* WHAT NEEDS TO BE DONE
All of the entries must be reproduced exactly, with no images carried over.

DATA EXTRACTS Block Start

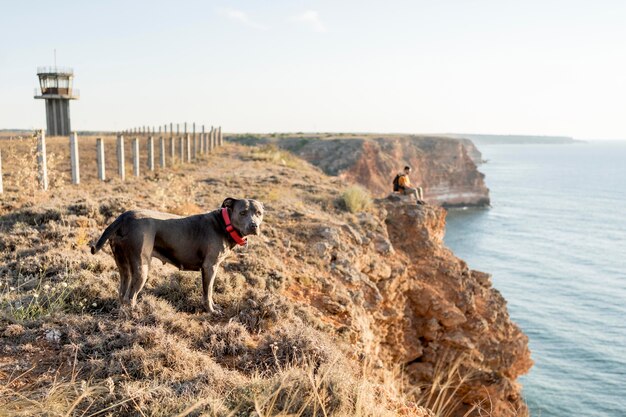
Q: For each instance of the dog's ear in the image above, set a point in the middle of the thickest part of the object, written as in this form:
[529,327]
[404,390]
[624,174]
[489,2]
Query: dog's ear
[229,203]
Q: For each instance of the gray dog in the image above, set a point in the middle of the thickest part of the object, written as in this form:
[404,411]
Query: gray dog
[193,243]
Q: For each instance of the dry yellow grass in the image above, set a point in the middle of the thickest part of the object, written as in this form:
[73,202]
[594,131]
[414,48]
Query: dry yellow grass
[71,351]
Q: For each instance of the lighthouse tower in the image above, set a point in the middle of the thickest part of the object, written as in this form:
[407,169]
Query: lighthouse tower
[56,88]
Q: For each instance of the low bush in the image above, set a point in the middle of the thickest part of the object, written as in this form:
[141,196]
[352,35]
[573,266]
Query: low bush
[356,199]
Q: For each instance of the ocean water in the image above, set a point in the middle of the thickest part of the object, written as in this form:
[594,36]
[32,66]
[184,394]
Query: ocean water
[555,242]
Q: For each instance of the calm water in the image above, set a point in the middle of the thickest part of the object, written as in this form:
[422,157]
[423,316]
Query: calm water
[555,242]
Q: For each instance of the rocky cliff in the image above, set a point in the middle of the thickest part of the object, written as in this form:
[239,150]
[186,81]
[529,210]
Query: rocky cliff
[391,287]
[446,168]
[355,314]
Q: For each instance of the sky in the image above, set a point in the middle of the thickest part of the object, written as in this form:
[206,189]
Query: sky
[473,66]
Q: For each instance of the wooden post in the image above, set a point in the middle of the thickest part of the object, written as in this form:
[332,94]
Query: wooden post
[1,186]
[74,161]
[203,141]
[136,157]
[100,158]
[41,160]
[151,153]
[188,147]
[120,157]
[211,140]
[162,152]
[194,147]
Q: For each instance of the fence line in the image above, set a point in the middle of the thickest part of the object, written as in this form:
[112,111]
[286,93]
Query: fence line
[192,144]
[150,153]
[100,159]
[74,160]
[136,157]
[120,157]
[1,186]
[161,152]
[42,160]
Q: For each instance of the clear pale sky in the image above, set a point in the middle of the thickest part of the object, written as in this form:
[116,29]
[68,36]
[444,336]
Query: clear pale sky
[506,67]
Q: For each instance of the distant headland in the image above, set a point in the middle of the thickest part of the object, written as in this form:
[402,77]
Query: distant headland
[482,139]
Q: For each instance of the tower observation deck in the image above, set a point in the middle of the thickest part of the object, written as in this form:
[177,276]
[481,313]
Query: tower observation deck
[55,86]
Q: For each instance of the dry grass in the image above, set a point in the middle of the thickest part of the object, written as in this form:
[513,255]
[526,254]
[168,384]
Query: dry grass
[273,154]
[356,199]
[72,352]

DATA EXTRACTS Block End

* OUTPUT
Q: For each instance of the dog's ear in the image above, set a point in the middle of the thickest part of the object, written as in this form:
[529,327]
[404,390]
[624,174]
[489,2]
Query: dog's ear
[229,203]
Q: For each instance of the gray dog in the image above, set a point in the middle of the thickest part of the object, written as in this form:
[404,411]
Query: gray dog
[193,243]
Q: For each instance of the dry yellow grass in the image above, set a point in the middle of the thickest part of the object, written as in this form:
[73,202]
[594,131]
[414,48]
Query: dry yellow grass
[71,351]
Q: For each instance of the lighthouse tower in the image above, set a point in the middle of the thickest part of the object, written as in this form:
[407,169]
Query: lighthouse tower
[56,88]
Q: For each instance of the low bush in the image above, set a point in the middle of the thickest part of the object, written as in this form:
[141,196]
[352,35]
[573,266]
Query: low bush
[356,199]
Q: For each instance of the ocean water in the image above, set a point in the middle of the thickest part of the object, written as in this form:
[594,36]
[32,66]
[184,394]
Query: ocean water
[555,242]
Q: For each instance of the calm water in the image above, set a point in the middle of the thickest part of the object, written as in this form:
[422,157]
[423,316]
Query: calm water
[555,242]
Q: For each instance of the rocky cliff in the image above, set a point in the middle of the thickest part of the object, written as in this form:
[239,150]
[186,81]
[529,210]
Query: rocky cliff
[391,287]
[446,168]
[355,314]
Q: For each instance of the sky in the image above, set a point in the middle of the thickest part of the object, written as in this form:
[206,189]
Query: sky
[473,66]
Q: For each instance of the wooden post in the image above, set a point in the middle of the thickest part of the object, written as in this form:
[332,94]
Query: wooden post
[1,186]
[74,161]
[203,141]
[136,157]
[100,158]
[41,160]
[151,153]
[188,147]
[120,157]
[211,140]
[162,152]
[194,147]
Q: For each instance of the fence line in the image above, set a point in the middle of the thickest part of the object, written as in this form:
[112,111]
[286,93]
Query: fence line
[192,144]
[150,153]
[100,159]
[74,160]
[136,157]
[120,157]
[1,186]
[161,152]
[42,160]
Q: For each instance of the clear pale sky in the image above, set a point in the middle of the thickest part of the object, written as in this form:
[116,29]
[68,36]
[444,336]
Query: clear pale sky
[506,67]
Q: For each instance of the distant headland in the image above, set a point in the middle of the thickest part of the object, written as in this form:
[402,77]
Query: distant headland
[482,139]
Q: For each instance of the tower observation deck in the image above, set a point in the middle of the thickest part of the object, written as in this form:
[177,276]
[481,313]
Query: tower observation deck
[55,86]
Q: For each instance of the dry grass in the image above, set a point in the middle of the thickest part of the object, written as in this form:
[513,255]
[526,254]
[168,384]
Query: dry grass
[273,154]
[356,199]
[72,352]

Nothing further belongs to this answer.